### WHAT YOU WILL DO
Could each entry below be printed again exactly as given?

Dataset items
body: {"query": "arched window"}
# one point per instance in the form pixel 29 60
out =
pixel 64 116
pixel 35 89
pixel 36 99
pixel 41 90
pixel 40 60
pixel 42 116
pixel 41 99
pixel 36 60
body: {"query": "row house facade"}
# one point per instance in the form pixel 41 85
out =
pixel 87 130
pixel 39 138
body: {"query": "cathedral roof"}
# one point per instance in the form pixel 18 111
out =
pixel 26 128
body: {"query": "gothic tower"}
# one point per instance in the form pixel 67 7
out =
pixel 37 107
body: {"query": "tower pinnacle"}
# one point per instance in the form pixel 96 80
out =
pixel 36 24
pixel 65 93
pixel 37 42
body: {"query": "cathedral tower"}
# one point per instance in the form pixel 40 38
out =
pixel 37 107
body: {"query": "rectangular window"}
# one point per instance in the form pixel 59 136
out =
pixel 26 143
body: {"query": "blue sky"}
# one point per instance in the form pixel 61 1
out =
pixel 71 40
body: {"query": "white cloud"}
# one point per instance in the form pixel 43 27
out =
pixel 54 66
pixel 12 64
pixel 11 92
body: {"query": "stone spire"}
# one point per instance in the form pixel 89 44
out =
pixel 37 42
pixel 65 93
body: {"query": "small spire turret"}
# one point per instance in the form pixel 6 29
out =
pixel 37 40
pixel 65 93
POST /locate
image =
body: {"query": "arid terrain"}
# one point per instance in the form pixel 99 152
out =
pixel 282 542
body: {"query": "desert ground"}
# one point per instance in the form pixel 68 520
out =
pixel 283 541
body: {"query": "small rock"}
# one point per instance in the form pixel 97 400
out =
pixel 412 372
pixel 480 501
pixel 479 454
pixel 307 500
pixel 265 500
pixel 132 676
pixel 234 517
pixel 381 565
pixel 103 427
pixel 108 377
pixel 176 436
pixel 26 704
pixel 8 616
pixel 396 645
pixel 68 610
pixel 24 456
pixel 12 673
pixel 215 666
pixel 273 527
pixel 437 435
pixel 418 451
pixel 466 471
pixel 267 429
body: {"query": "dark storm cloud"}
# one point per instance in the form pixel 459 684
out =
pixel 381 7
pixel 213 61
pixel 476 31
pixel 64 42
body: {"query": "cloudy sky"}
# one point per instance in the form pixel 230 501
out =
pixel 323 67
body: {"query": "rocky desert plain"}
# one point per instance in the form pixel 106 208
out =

### TASK ANSWER
body: {"query": "arched window"}
# one point per instance in the form pixel 29 60
out =
pixel 64 116
pixel 35 89
pixel 36 99
pixel 41 90
pixel 40 60
pixel 42 116
pixel 41 99
pixel 36 60
body: {"query": "row house facade"}
# one point per instance in the form pixel 41 85
out =
pixel 87 130
pixel 39 138
body: {"query": "cathedral roof"}
# one point per instance in the form pixel 18 111
out =
pixel 26 128
body: {"query": "gothic tower"}
# one point per instance in the form pixel 67 7
out =
pixel 37 107
body: {"query": "tower pinnacle"}
# one point per instance in the form pixel 96 80
out =
pixel 36 24
pixel 65 93
pixel 37 42
body: {"query": "cathedral tower"}
# one point per instance in the form pixel 40 38
out =
pixel 37 107
body: {"query": "rectangular window"}
# one point per instance in the form pixel 59 136
out =
pixel 26 143
body: {"query": "blue sky"}
# one point per instance in the form pixel 61 1
out =
pixel 71 40
body: {"query": "white cloud"}
# one point per instance in the form pixel 43 27
out =
pixel 54 66
pixel 12 64
pixel 11 92
body: {"query": "stone spire"}
# one point per instance in the form pixel 89 44
out =
pixel 37 42
pixel 65 93
body: {"query": "small spire turret"}
# one point per instance in the form pixel 6 29
out =
pixel 37 40
pixel 65 93
POST /locate
image =
body: {"query": "arid terrain"}
# one point per instance in the form pixel 99 152
out =
pixel 282 542
body: {"query": "desert ground"}
# one point per instance in the form pixel 68 520
out =
pixel 283 541
body: {"query": "small rock"}
# one point per instance in the form pixel 97 400
out =
pixel 412 372
pixel 480 501
pixel 479 454
pixel 307 500
pixel 265 500
pixel 132 676
pixel 234 517
pixel 381 565
pixel 103 427
pixel 108 377
pixel 176 436
pixel 26 704
pixel 8 616
pixel 396 645
pixel 68 610
pixel 24 456
pixel 12 673
pixel 215 666
pixel 273 527
pixel 437 435
pixel 418 451
pixel 466 471
pixel 267 429
body: {"query": "dark storm cloud"}
# one point per instance in the form pixel 459 684
out =
pixel 381 7
pixel 213 61
pixel 476 31
pixel 64 42
body: {"query": "cloudy sky"}
# one point per instance in the form pixel 230 501
out =
pixel 323 67
body: {"query": "rocky desert plain"}
# one point per instance in the form pixel 106 208
out =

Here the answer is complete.